— Aufgabe 1 —
Kopiere aus der folgenden Forendiskussion über HDMI-Ton bei der GTX 770 den Abschnitt, der mit „Weshalb Dolby über“ beginnt und sich bis einschließlich „suche eine Lösung.“ fortsetzt. Gib ihn Wort für Wort unverändert wieder.
*** Vorliegender Text
# NVIDIA High Definition Audio (HDMI) nur Stereo? Treiber GTX770



## HobbySchrauBaer (4. November 2014)

Hallo zusammen,

Eingebaut ist eine ASUS GeForce GTX 770 DirectCU II
auf einem Asus z87-K-Board.
Betriebssystem ist WIN 8.1 Prof (64-Bit)

Ein Samsung TV steckt am HDMI-Port und ein Monitor am DVI-Port  der Grafikkarte.

In den Treibereinstellungen zum Wiedergabegerät NVIDIA High Definition Audio (HDMI-Port) kann ich nur Stereo einrichten obwohl die GTX770 ja Dolby unterstützt.

Hier ein paar Bilder zum installierten Treiber:




			Dieser Inhalt steht nur eingeloggten Mitgliedern zur Verfügung.
        






			Dieser Inhalt steht nur eingeloggten Mitgliedern zur Verfügung.
        






			Dieser Inhalt steht nur eingeloggten Mitgliedern zur Verfügung.
        






			Dieser Inhalt steht nur eingeloggten Mitgliedern zur Verfügung.
        



Ich kann nach klicken von Konfigurieren (für das Wiedergabegerät) nur Stereo-Optionen wählen, da sollte doch 5.1 auswählbar sein?

Hat jemand eine Ahnung wie ich den dazu bringe im Treiber die Mehrkanal-Optionen anzuzeigen?


----------



## aloha84 (4. November 2014)

Hab mich damit noch nicht tiefgreifend beschäftigt, aber das Wiedergabegerät Samsung (dein Fernseher) unterstützt nur Stereo.
Mir ist deine Anfrage schon klar, vermutlich hast du eine 5.1 Anlage direkt mit dem TV verbunden, oder?
Aber von dieser Anlage weiß ja deine Graka nichts, die sieht nur --> Samsung Fernseher = 2 Lautsprecher.
Vielleicht muss du am TV was umstellen?


----------



## HobbySchrauBaer (4. November 2014)

Hallo, Danke für Deine Antwort.

Der TV (UE46B6000) unterstützt Dolby und ist direkt per HDMI mit der Grafikkarte verbunden.

An einem weiteren HDMI-Port des TV hängt ein Telekom Receiver für Entertain. Wenn ich damit Dolby abspiele wird das auch von TV wiedergegeben.

An dem TV hängt am optischen Ausgang eine Samsung-Soundbar. Der TV ist so eingestellt, dass er nur die externen Lautsprecher nutzt, also nur durchschleift. Bekommt die Soundbar ein Dolby-Signal zeigt diese das auch an (es leuchtet eine entsprechende Anzeige).

Kommt das Signal vom PC, dann zeugt die Soundbar nur PCM an, nicht Dolby.


----------



## aloha84 (4. November 2014)

Hier mal 2 Links vielleicht helfen die:

Enabling Dolby Digital over Nvidia HDMI - AVS Forum

Kein 5.1 Dolby Digital / DTS ber HDMI nur Stereo, PC & Hifi - HIFI-FORUM


----------



## HobbySchrauBaer (4. November 2014)

Nach Recherche kann ich das nun selbst beantworten:

Der TV meldet dem Treiber am PC er hätte nur zwei Lautsprecher, somit kann im Treiber auch nur Stereo konfiguriert werden.

Weshalb Dolby über HDMI vom Entertain-Receiver funktioniert kann ich nicht erklären, das ist mir nicht klar.

Nun bleibt nur, dieses automatische Aushandeln zwischen PC-Treiber und TV zu umgehen und Dolby zu erzwingen. Wie das genau funktioniert kann ich nicht sagen, ich suche eine Lösung.


----------



## aloha84 (4. November 2014)

Ich hab beim überfliegen irgendwas von durchschleifen von der Soundkarte gelesen....aber wie gesagt guck mal in die Links


----------
******
— Aufgabe 2 —
Zieh aus den nachstehenden Datensätzen jede Zeile heraus, die das Wort „power“ enthält.
*** Vorliegende Daten
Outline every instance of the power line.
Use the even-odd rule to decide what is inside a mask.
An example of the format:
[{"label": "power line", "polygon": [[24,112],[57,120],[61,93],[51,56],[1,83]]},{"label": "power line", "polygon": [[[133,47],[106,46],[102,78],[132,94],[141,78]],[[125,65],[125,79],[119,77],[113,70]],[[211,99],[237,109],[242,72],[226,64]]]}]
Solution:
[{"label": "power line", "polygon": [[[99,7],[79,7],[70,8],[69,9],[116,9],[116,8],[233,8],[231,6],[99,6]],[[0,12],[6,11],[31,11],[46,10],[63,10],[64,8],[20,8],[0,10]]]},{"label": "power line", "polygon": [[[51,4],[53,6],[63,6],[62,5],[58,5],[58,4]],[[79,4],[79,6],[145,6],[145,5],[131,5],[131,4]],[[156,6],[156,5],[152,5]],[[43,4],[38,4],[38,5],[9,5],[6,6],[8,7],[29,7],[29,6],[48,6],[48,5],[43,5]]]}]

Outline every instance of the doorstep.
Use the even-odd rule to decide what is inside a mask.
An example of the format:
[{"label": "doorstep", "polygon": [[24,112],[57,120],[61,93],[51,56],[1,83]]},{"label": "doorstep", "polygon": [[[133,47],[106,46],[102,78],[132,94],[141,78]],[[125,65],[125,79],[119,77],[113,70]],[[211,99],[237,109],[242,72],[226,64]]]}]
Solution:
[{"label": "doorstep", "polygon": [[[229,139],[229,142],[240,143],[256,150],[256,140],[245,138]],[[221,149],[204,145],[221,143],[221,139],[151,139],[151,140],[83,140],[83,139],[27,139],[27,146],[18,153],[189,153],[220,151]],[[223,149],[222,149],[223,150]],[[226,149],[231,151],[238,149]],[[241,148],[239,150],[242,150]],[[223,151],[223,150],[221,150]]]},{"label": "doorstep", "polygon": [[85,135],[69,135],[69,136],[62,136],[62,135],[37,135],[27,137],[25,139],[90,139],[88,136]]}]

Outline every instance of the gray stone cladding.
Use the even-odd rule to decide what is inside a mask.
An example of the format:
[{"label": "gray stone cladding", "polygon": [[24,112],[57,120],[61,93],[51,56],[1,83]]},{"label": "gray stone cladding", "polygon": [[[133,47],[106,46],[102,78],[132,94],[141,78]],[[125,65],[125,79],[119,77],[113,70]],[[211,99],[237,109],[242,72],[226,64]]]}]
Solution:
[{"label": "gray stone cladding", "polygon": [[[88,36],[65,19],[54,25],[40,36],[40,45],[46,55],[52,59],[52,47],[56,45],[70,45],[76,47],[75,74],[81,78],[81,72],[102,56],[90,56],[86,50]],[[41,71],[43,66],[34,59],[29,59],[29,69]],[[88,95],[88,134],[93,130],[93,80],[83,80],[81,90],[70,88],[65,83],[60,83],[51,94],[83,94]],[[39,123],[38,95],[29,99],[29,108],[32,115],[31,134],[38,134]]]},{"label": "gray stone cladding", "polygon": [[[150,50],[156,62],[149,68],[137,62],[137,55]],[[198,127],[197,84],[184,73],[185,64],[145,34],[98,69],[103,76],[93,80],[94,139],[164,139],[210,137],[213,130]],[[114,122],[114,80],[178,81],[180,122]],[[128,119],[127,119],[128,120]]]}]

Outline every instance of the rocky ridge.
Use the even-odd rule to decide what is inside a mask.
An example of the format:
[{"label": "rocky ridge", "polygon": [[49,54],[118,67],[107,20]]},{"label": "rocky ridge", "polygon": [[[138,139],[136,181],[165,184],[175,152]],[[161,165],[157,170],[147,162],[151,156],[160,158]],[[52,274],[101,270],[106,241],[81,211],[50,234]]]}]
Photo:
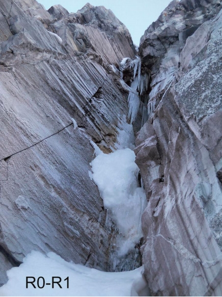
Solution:
[{"label": "rocky ridge", "polygon": [[153,295],[222,291],[221,5],[173,1],[141,40],[155,106],[135,149]]},{"label": "rocky ridge", "polygon": [[1,285],[33,250],[113,269],[118,230],[89,175],[91,144],[113,149],[128,113],[114,64],[135,50],[104,7],[49,12],[0,1]]}]

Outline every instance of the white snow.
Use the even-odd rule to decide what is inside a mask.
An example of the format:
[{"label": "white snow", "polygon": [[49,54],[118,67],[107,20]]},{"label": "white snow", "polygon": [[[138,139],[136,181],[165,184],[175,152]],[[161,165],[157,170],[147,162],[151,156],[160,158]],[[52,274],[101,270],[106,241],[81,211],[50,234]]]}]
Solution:
[{"label": "white snow", "polygon": [[91,163],[104,205],[121,233],[117,238],[119,257],[133,249],[143,236],[141,215],[147,202],[144,189],[137,185],[135,158],[134,152],[126,148],[102,152]]},{"label": "white snow", "polygon": [[[47,31],[48,31],[48,30],[47,30]],[[59,36],[59,35],[57,35],[57,34],[55,34],[55,33],[53,33],[53,32],[50,32],[50,31],[48,31],[48,32],[51,35],[52,35],[52,36],[54,36],[55,37],[55,38],[57,39],[57,41],[59,41],[59,42],[60,43],[63,43],[63,40],[62,39],[62,38],[61,37],[60,37]]]},{"label": "white snow", "polygon": [[121,62],[120,62],[120,65],[122,66],[124,66],[125,65],[125,64],[126,64],[126,63],[127,62],[127,60],[131,60],[130,58],[124,58],[123,59],[123,60],[121,61]]},{"label": "white snow", "polygon": [[[7,272],[9,281],[0,288],[0,296],[137,296],[147,285],[143,271],[141,267],[126,272],[103,272],[66,262],[52,252],[45,256],[33,251],[19,267]],[[26,278],[31,276],[36,279],[36,289],[31,284],[26,288]],[[51,285],[38,288],[37,280],[39,277]],[[52,288],[52,277],[61,278],[62,288],[56,283]],[[67,277],[69,288],[67,281],[64,281]],[[39,284],[43,285],[42,279]]]}]

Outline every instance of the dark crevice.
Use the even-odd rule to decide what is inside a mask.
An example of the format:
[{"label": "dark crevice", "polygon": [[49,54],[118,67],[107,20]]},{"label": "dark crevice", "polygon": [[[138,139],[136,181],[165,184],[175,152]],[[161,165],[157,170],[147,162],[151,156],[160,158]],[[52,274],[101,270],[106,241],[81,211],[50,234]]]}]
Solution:
[{"label": "dark crevice", "polygon": [[55,133],[54,133],[53,134],[52,134],[51,135],[50,135],[49,136],[47,136],[47,137],[46,137],[45,138],[44,138],[44,139],[42,139],[42,140],[40,140],[40,141],[37,142],[36,143],[35,143],[34,144],[33,144],[32,145],[31,145],[30,146],[25,148],[25,149],[23,149],[22,150],[21,150],[20,151],[19,151],[18,152],[16,152],[16,153],[14,153],[13,154],[12,154],[11,155],[10,155],[10,156],[8,156],[7,157],[5,157],[4,158],[3,158],[2,159],[1,159],[0,160],[1,161],[2,161],[3,160],[4,160],[4,161],[7,161],[7,160],[9,160],[9,159],[10,158],[11,158],[11,157],[12,157],[12,156],[14,156],[14,155],[16,155],[17,154],[18,154],[19,153],[21,153],[24,151],[25,151],[32,147],[33,147],[34,146],[37,145],[37,144],[39,144],[39,143],[41,143],[41,142],[42,142],[43,141],[44,141],[44,140],[45,140],[46,139],[48,139],[48,138],[49,138],[50,137],[51,137],[52,136],[54,136],[54,135],[56,135],[57,134],[58,134],[59,133],[60,133],[60,132],[61,132],[62,131],[63,131],[63,130],[64,130],[65,129],[66,129],[66,128],[68,128],[68,127],[69,127],[70,126],[71,126],[71,125],[73,125],[73,123],[71,123],[71,124],[69,124],[69,125],[67,125],[67,126],[66,126],[65,127],[64,127],[62,129],[61,129],[61,130],[60,130],[59,131],[55,132]]},{"label": "dark crevice", "polygon": [[90,259],[91,256],[92,256],[92,253],[90,253],[90,254],[89,254],[89,256],[87,257],[87,259],[86,262],[84,263],[84,265],[86,265],[87,263],[87,262],[88,262],[88,261]]},{"label": "dark crevice", "polygon": [[13,256],[10,255],[10,254],[1,245],[0,253],[1,253],[5,258],[6,258],[8,261],[9,261],[9,262],[10,262],[13,266],[18,267],[22,263],[21,262],[19,262],[15,259]]},{"label": "dark crevice", "polygon": [[106,80],[106,78],[105,79],[104,79],[102,84],[102,85],[101,86],[100,86],[97,90],[96,90],[96,91],[95,92],[95,93],[94,93],[94,94],[91,96],[91,97],[90,98],[90,99],[89,99],[88,102],[85,104],[85,105],[82,107],[82,109],[84,110],[84,109],[89,104],[89,103],[90,103],[92,101],[92,99],[93,98],[93,97],[95,97],[95,98],[99,98],[99,96],[100,95],[100,94],[101,94],[101,91],[102,91],[102,86],[103,86]]}]

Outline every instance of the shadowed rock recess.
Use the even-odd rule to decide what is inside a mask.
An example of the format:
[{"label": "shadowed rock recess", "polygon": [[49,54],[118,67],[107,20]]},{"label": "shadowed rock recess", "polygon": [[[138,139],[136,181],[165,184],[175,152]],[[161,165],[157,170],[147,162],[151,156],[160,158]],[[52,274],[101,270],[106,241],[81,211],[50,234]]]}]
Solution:
[{"label": "shadowed rock recess", "polygon": [[149,118],[134,127],[151,295],[221,295],[221,7],[172,1],[142,36],[133,73],[130,35],[110,10],[0,0],[0,285],[33,250],[115,269],[118,230],[89,175],[91,144],[114,149],[128,92],[138,98],[134,76],[148,85]]}]

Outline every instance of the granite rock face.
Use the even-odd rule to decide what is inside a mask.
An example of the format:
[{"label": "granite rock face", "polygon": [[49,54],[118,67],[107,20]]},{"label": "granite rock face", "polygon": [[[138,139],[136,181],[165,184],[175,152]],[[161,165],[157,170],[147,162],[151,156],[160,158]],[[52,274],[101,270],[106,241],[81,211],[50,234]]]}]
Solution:
[{"label": "granite rock face", "polygon": [[220,1],[173,1],[141,40],[155,109],[137,134],[153,295],[222,292]]},{"label": "granite rock face", "polygon": [[0,41],[0,284],[33,250],[111,270],[91,144],[112,151],[128,113],[109,64],[134,58],[129,34],[103,7],[1,0]]}]

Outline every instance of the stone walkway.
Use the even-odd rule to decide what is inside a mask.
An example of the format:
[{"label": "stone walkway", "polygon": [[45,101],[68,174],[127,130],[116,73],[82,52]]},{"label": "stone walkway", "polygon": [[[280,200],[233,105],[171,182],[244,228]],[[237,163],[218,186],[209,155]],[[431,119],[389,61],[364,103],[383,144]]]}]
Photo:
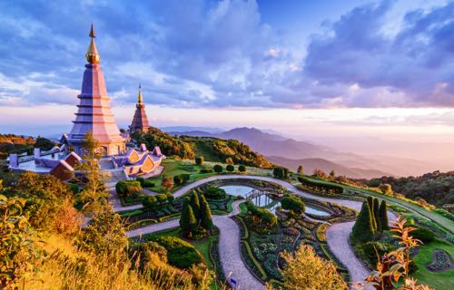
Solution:
[{"label": "stone walkway", "polygon": [[[237,289],[264,289],[264,285],[249,272],[242,259],[240,246],[241,232],[236,222],[230,217],[238,215],[240,204],[245,200],[232,203],[233,211],[230,215],[212,216],[214,225],[219,228],[219,256],[222,271],[226,277],[237,281]],[[179,227],[179,220],[173,219],[159,224],[150,225],[127,232],[129,237],[158,232],[167,228]]]},{"label": "stone walkway", "polygon": [[[291,185],[287,181],[276,179],[270,177],[236,174],[212,176],[203,179],[194,181],[175,190],[173,192],[173,196],[175,198],[181,197],[187,193],[189,190],[197,188],[198,186],[206,182],[230,179],[259,179],[273,182],[284,187],[285,188],[299,196],[321,201],[338,203],[357,211],[360,211],[362,205],[362,203],[360,201],[337,199],[312,195],[298,189],[294,185]],[[240,202],[237,203],[236,201],[233,203],[233,212],[230,216],[237,215],[240,212],[239,203]],[[123,211],[128,209],[141,208],[142,205],[132,207],[114,206],[114,208],[115,211]],[[396,218],[396,217],[390,212],[388,212],[388,215],[390,221],[392,221]],[[263,285],[249,272],[241,258],[241,248],[239,243],[240,229],[238,228],[236,223],[232,219],[229,218],[228,216],[213,216],[213,222],[221,231],[219,251],[225,276],[228,276],[232,271],[232,276],[239,281],[241,289],[263,289]],[[327,245],[334,254],[334,256],[347,268],[351,277],[351,281],[364,281],[370,271],[364,266],[361,261],[356,257],[349,244],[349,237],[351,233],[353,224],[353,222],[346,222],[331,225],[327,230]],[[128,232],[128,235],[130,237],[136,237],[141,234],[144,235],[160,231],[165,228],[176,227],[178,226],[178,220],[170,220],[167,222],[154,224],[143,228],[135,229],[133,231]],[[225,234],[226,232],[228,234]]]}]

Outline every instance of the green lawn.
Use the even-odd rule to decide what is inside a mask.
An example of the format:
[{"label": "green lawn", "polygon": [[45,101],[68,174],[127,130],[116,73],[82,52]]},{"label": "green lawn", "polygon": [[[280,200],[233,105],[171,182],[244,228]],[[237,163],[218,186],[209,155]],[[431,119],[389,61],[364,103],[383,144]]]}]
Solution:
[{"label": "green lawn", "polygon": [[[306,176],[306,177],[308,179],[311,179],[309,176]],[[399,206],[403,207],[405,208],[408,208],[411,211],[414,211],[414,212],[421,215],[422,217],[425,217],[425,218],[434,221],[435,223],[439,225],[440,227],[442,227],[443,229],[445,229],[449,233],[454,234],[454,222],[452,222],[452,220],[449,220],[449,218],[441,216],[440,214],[439,214],[435,211],[425,209],[425,208],[421,208],[414,203],[410,203],[410,202],[400,199],[398,198],[390,197],[390,196],[383,195],[383,194],[380,194],[378,192],[374,192],[371,190],[360,188],[356,188],[356,187],[352,187],[352,186],[349,186],[349,185],[333,183],[333,182],[321,180],[321,179],[312,179],[317,180],[318,182],[321,182],[321,183],[340,185],[345,189],[353,190],[353,191],[360,192],[360,193],[368,195],[368,196],[372,196],[375,198],[385,199],[386,201],[389,201],[392,204],[396,204],[396,205],[399,205]]]},{"label": "green lawn", "polygon": [[441,240],[436,240],[427,245],[419,246],[419,252],[414,257],[419,267],[414,278],[421,284],[429,285],[437,290],[454,288],[454,269],[441,273],[430,272],[426,268],[426,265],[432,261],[432,253],[436,248],[448,252],[451,258],[454,257],[454,246]]}]

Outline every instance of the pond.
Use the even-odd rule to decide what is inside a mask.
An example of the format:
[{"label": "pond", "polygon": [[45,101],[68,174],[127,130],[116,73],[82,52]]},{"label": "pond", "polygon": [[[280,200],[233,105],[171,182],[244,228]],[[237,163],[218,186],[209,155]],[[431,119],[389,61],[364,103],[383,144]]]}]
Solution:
******
— Antwort 1 —
Weshalb Dolby über HDMI vom Entertain-Receiver funktioniert kann ich nicht erklären, das ist mir nicht klar.

Nun bleibt nur, dieses automatische Aushandeln zwischen PC-Treiber und TV zu umgehen und Dolby zu erzwingen. Wie das genau funktioniert kann ich nicht sagen, ich suche eine Lösung.

— Antwort 2 —
Outline every instance of the power line.
[{"label": "power line", "polygon": [[24,112],[57,120],[61,93],[51,56],[1,83]]},{"label": "power line", "polygon": [[[133,47],[106,46],[102,78],[132,94],[141,78]],[[125,65],[125,79],[119,77],[113,70]],[[211,99],[237,109],[242,72],[226,64]]]}]
[{"label": "power line", "polygon": [[[99,7],[79,7],[70,8],[69,9],[116,9],[116,8],[233,8],[231,6],[99,6]],[[0,12],[6,11],[31,11],[46,10],[63,10],[64,8],[20,8],[0,10]]]},{"label": "power line", "polygon": [[[51,4],[53,6],[63,6],[62,5],[58,5],[58,4]],[[79,4],[79,6],[145,6],[145,5],[131,5],[131,4]],[[156,6],[156,5],[152,5]],[[43,4],[38,4],[38,5],[9,5],[6,6],[8,7],[29,7],[29,6],[48,6],[48,5],[43,5]]]}]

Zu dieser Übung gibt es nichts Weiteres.